EXERCISE INSTRUCTIONS
Reproduce every one of the lines below word for word, without any alteration.

Data items:
++++++

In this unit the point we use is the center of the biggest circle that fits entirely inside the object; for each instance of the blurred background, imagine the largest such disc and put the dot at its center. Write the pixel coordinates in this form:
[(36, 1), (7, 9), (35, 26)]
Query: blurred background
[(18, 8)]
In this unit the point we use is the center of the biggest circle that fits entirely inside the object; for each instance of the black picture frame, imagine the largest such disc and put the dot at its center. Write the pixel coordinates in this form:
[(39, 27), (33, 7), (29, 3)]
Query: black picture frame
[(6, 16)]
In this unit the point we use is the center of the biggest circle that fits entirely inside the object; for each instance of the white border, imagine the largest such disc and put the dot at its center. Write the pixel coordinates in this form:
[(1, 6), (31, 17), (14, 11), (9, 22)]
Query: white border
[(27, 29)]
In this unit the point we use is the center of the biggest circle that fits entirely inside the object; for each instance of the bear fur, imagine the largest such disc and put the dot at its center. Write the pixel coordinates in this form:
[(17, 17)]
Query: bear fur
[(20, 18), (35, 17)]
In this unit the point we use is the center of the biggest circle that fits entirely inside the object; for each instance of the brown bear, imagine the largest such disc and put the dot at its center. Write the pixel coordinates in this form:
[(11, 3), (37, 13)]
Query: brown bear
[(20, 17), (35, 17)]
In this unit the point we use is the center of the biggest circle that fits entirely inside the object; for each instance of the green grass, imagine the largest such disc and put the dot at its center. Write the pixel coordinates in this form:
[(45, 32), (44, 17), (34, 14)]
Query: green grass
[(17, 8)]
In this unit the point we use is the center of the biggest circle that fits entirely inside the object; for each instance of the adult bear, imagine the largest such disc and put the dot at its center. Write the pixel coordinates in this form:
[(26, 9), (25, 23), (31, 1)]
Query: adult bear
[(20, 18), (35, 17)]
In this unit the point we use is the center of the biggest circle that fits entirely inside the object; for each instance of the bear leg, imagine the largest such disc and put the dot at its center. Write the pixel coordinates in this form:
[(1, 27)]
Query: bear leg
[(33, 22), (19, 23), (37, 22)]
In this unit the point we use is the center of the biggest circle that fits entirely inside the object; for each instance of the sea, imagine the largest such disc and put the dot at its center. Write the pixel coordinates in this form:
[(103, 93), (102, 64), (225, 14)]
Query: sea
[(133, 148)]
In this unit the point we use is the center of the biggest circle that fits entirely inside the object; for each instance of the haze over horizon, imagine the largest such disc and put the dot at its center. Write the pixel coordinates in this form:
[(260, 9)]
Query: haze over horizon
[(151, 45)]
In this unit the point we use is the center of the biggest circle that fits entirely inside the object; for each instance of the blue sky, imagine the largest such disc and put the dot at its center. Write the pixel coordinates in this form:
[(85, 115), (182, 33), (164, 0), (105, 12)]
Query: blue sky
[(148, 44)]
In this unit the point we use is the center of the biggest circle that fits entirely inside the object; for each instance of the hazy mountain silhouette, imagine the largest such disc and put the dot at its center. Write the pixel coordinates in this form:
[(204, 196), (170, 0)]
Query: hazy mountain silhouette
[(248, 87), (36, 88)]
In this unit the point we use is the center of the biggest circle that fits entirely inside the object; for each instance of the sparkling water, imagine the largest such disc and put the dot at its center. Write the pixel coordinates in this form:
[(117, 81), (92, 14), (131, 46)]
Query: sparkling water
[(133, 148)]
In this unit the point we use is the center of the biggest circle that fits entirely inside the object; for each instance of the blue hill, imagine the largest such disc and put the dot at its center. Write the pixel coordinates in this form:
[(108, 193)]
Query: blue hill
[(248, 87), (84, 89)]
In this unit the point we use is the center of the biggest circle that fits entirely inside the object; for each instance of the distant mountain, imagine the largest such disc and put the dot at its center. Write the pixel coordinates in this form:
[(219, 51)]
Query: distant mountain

++++++

OUTPUT
In this unit the point we use is the center of the biggest circle that fits entirely inside the object; for each instance of the blurred background, imagine the largest such disc and put the dot at its center. Write the pixel coordinates in this form:
[(36, 1), (7, 9), (35, 26)]
Query: blurred background
[(18, 8)]
In this unit the point we use is the center of the biggest circle that fits entirely inside the object; for each instance of the black picture frame, imagine the largest such disc and put the dot at its center. Write the pixel coordinates in this form:
[(39, 27), (33, 7), (29, 3)]
Query: black picture frame
[(6, 16)]
In this unit the point we use is the center of the biggest circle that fits entirely inside the object; for each instance of the white border, imagine the largest such disc and put the dot at its center. Write the pixel coordinates in this form:
[(1, 6), (31, 17), (14, 11), (9, 22)]
Query: white border
[(27, 29)]
In this unit the point we use is the center of the biggest circle that fits entirely inside the object; for each instance of the bear fur, imagine the largest such disc and put the dot at its center. Write the pixel coordinates in this form:
[(17, 17)]
Query: bear fur
[(20, 18), (35, 17)]
In this unit the point we use is the center of the biggest circle that fits entirely inside the object; for each instance of the brown bear, imagine the largest such disc and put the dot at its center. Write the pixel coordinates in this form:
[(11, 3), (37, 13)]
Query: brown bear
[(20, 17), (35, 17)]
In this unit the point we use is the center of the biggest circle that fits entirely inside the object; for each instance of the green grass, imagine the largest such disc and put the dot at its center. Write the pixel coordinates in this form:
[(45, 32), (44, 17), (34, 14)]
Query: green grass
[(17, 8)]
In this unit the point we use is the center of the biggest circle that fits entirely inside the object; for each instance of the adult bear, imagine the largest such disc and put the dot at its center. Write the pixel coordinates in this form:
[(26, 9), (25, 23), (31, 1)]
Query: adult bear
[(20, 18), (35, 17)]
In this unit the point we use is the center of the biggest circle that fits entirely inside the object; for each instance of the bear leg, imagine the largest such disc and put the dot at its center. Write the pixel coordinates in this form:
[(1, 27)]
Query: bear leg
[(33, 22), (19, 23), (37, 22)]
In this unit the point we use is the center of the biggest circle that fits entirely inside the object; for each instance of the sea, imagine the largest such disc and put the dot at its center. Write the pixel coordinates in this form:
[(103, 93), (102, 64), (225, 14)]
Query: sea
[(133, 148)]
In this unit the point we use is the center of the biggest circle that fits entirely inside the object; for each instance of the haze over horizon, imagine the largest such disc and put the dot at its center. Write the pixel coordinates in this form:
[(260, 9)]
Query: haze over horizon
[(151, 45)]
In this unit the point we use is the center of the biggest circle that fits entirely inside the object; for each instance of the blue sky, imagine the largest such disc and put the dot at its center. Write the pixel coordinates in this form:
[(85, 115), (182, 33), (164, 0), (105, 12)]
Query: blue sky
[(148, 44)]
In this unit the point we use is the center of the biggest circle that fits entirely inside the object; for each instance of the hazy mountain silhouette, imagine the largest such disc and put the dot at its center. Write the pixel coordinates in this form:
[(204, 196), (170, 0)]
Query: hazy mountain silhouette
[(248, 87), (36, 88)]
In this unit the point we use is the center of the biggest circle that fits entirely inside the object; for each instance of the sparkling water, imagine the largest such disc and put the dot at its center. Write the pixel coordinates in this form:
[(117, 81), (92, 14), (131, 46)]
Query: sparkling water
[(133, 148)]
In this unit the point we use is the center of the biggest circle that fits entirely inside the object; for each instance of the blue hill, imagine the largest such disc and put the dot at its center. Write the pixel coordinates in this form:
[(108, 193)]
Query: blue hill
[(248, 87), (84, 89)]
In this unit the point we use is the center of the biggest circle that fits entirely inside the object; for each instance of the distant mountain, imagine the largest such disc and put the dot at its center. Write the pixel coordinates in this form:
[(219, 51)]
Query: distant mountain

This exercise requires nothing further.